**What the task requires**
Output nothing but the lines from the line with "If you could pin the red and" through the end of the listing below, both ends included.

**Records for the exercise**

▼

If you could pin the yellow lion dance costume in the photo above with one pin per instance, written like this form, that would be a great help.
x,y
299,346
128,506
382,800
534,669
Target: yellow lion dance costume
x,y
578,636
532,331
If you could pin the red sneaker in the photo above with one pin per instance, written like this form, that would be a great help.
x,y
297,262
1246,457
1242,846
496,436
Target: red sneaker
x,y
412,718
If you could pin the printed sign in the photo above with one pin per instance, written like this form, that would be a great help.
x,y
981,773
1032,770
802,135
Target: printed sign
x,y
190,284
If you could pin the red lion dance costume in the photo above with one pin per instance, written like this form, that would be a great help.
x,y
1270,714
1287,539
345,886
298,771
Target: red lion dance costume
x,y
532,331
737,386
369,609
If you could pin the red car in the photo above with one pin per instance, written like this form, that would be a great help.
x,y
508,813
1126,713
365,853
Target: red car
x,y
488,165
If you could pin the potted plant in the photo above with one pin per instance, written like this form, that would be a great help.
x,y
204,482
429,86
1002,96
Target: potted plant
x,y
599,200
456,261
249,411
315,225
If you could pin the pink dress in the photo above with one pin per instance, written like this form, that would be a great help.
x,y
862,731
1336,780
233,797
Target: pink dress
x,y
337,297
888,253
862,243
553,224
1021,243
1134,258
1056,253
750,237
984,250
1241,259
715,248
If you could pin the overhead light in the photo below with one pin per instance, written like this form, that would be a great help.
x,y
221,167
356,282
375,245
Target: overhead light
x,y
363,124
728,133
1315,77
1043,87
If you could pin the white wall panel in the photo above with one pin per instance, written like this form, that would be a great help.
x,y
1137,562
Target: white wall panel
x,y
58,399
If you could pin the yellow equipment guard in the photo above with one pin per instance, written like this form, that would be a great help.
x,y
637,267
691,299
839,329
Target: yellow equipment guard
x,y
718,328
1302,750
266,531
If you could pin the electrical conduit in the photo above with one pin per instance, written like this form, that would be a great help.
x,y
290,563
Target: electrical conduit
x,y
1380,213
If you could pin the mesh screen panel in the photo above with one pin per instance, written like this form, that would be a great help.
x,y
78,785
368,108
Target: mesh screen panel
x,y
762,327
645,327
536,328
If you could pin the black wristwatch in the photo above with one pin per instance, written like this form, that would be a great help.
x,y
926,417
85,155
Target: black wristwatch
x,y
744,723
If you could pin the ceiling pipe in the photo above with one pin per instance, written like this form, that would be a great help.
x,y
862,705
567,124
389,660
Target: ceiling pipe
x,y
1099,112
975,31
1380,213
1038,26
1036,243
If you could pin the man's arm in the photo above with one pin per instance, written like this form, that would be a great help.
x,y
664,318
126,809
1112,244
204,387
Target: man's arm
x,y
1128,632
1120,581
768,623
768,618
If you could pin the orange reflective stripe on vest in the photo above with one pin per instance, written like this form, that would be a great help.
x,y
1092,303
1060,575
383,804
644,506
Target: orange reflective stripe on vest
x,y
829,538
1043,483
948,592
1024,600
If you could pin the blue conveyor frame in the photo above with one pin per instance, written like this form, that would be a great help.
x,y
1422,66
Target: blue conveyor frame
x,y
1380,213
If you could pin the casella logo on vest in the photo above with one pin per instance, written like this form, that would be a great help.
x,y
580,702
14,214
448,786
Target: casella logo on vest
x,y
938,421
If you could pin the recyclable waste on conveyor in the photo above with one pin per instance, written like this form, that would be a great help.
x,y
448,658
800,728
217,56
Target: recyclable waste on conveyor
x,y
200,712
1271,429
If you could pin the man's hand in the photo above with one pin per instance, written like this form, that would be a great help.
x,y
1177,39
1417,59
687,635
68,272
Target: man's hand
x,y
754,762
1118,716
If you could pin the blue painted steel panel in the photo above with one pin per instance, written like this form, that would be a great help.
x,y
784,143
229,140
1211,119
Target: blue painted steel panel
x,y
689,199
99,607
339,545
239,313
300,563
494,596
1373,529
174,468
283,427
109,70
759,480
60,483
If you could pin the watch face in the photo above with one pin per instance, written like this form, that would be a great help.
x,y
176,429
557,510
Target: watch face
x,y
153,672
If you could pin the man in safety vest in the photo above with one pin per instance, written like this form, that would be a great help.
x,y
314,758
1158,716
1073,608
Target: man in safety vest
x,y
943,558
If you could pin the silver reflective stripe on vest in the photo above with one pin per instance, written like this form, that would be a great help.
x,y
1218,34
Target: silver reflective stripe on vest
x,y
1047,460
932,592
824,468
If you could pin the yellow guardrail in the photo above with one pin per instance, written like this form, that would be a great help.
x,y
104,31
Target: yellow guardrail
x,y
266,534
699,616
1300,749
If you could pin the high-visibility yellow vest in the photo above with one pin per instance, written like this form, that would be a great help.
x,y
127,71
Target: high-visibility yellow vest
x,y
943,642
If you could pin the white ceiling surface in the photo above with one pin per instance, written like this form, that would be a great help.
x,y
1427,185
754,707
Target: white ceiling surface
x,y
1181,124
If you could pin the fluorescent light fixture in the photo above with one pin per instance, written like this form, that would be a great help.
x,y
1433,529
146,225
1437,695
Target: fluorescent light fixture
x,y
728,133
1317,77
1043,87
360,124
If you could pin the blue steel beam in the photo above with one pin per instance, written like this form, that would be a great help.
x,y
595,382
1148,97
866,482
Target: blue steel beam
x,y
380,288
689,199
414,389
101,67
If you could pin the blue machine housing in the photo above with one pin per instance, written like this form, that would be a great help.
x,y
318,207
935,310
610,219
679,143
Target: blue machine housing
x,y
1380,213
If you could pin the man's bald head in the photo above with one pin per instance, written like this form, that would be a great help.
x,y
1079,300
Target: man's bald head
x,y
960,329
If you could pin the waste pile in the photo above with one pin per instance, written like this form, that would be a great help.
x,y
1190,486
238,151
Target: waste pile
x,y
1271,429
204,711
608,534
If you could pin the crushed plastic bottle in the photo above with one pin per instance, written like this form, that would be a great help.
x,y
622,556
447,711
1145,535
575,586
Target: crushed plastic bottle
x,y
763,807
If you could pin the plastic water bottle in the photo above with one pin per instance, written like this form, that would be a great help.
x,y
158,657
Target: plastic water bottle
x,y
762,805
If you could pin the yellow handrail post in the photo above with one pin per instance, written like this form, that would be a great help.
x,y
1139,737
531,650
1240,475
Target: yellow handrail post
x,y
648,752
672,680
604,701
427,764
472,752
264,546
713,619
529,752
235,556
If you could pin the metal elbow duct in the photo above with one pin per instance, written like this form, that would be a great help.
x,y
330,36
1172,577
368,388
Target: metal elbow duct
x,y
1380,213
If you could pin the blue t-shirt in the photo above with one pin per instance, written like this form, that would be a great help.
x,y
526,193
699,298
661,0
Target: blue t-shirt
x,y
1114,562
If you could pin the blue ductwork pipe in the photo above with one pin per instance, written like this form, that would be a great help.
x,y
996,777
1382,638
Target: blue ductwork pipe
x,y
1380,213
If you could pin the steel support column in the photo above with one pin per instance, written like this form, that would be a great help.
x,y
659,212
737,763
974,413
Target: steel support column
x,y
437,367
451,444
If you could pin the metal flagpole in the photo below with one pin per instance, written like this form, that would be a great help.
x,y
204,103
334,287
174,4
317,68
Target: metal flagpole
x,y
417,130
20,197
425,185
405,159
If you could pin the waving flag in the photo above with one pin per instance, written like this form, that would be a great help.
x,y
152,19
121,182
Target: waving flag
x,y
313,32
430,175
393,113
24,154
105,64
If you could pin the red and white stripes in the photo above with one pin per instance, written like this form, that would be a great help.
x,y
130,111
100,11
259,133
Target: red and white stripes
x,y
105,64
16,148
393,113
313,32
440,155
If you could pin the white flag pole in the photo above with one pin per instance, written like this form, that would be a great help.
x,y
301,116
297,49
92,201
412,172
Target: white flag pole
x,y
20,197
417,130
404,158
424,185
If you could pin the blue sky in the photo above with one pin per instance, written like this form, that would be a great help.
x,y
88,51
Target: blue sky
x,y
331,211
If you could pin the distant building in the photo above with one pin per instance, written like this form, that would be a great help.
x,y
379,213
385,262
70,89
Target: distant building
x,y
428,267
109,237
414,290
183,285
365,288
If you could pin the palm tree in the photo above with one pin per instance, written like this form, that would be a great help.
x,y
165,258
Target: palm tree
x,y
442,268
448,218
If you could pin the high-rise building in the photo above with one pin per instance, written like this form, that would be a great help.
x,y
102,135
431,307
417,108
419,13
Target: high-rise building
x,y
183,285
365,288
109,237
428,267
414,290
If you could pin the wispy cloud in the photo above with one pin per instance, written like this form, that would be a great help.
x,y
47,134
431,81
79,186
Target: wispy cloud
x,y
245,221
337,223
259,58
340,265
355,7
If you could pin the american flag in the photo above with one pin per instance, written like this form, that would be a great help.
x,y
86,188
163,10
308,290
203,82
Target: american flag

▲

**Answer to this task**
If you could pin the red and white stripes in the photo above with one pin per instance, written like this form, that would be a great help.
x,y
130,111
100,11
259,133
Target: red and white stripes
x,y
105,64
16,148
393,113
313,32
440,155
If you could pin the white flag pole in the photo above with one pin per instance, written like this form, that would be a great help.
x,y
301,116
297,49
92,201
412,172
Target: white flag pole
x,y
20,197
417,130
404,158
424,185
If you could pin the blue sky in the photo above with one pin per instance, written like this form, that would be a great help.
x,y
88,51
Target: blue sky
x,y
331,211
If you could pin the distant building in the photo above with one pin per instance, written like this form, that would be a great help.
x,y
379,213
385,262
70,89
Target: distant building
x,y
428,267
109,237
414,290
183,285
365,288
If you could pin the palm tree in the photo above with one pin per instance, written like this form, that would be a great help.
x,y
165,258
Target: palm tree
x,y
442,268
448,218
If you could pin the high-rise building in the photo above with one pin per instance, written like this form, that would be a great help.
x,y
102,135
431,307
417,108
419,13
Target: high-rise building
x,y
183,285
365,288
109,237
428,267
414,290
If you could pin the wispy cloud in the photo above with one pin per instance, written like this form, that would be a great help.
x,y
47,134
431,81
79,186
Target: wispy cloud
x,y
245,221
337,223
259,58
340,265
355,7
If you could pin the american flag in the photo above with one pin per instance, written like this form, that would be a great help.
x,y
86,188
163,10
308,290
203,82
Target: american flag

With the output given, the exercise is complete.